- The data
================

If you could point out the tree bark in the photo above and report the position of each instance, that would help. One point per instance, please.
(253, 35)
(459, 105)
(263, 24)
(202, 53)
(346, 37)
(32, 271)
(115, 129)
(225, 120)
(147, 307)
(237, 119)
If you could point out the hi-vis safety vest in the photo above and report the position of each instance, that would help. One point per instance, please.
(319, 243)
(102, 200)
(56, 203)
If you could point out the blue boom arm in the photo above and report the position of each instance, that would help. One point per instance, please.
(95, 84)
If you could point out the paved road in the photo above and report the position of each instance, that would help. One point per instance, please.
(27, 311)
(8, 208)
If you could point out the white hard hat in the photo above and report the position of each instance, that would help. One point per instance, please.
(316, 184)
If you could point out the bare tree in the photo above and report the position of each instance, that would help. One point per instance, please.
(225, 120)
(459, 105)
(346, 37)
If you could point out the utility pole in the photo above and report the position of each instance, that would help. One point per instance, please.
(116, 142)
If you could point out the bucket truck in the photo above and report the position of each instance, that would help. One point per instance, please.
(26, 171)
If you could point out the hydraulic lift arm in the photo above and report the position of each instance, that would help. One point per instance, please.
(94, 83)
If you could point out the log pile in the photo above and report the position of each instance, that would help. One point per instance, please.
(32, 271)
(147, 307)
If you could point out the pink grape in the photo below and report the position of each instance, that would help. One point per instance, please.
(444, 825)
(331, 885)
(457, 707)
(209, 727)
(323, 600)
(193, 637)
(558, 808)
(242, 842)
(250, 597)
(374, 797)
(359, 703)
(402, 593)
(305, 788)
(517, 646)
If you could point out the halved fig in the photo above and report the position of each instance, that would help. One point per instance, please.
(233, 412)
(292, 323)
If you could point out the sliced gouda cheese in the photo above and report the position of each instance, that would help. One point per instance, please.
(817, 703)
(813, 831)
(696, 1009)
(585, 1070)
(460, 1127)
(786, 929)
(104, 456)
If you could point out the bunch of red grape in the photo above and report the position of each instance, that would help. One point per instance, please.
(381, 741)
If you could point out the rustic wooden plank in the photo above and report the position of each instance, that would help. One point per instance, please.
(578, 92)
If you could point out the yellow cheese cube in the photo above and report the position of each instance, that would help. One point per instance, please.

================

- Short task
Reproduce the records word for word, beginning at the line that contains "If you could point out the bunch" and continuing through the end of the records.

- Answer to the problem
If you could point out the bunch of red grape in the photo above and report the position of each instance, that would help. One point per instance, please.
(381, 741)
If you could point out the rustic wooden plank in the photo above and report the position of each instance, that would help. One point per instance, please.
(578, 92)
If you could point out the yellow cheese cube in the photo above and report the position of each instance, that would help. One point per instance, please.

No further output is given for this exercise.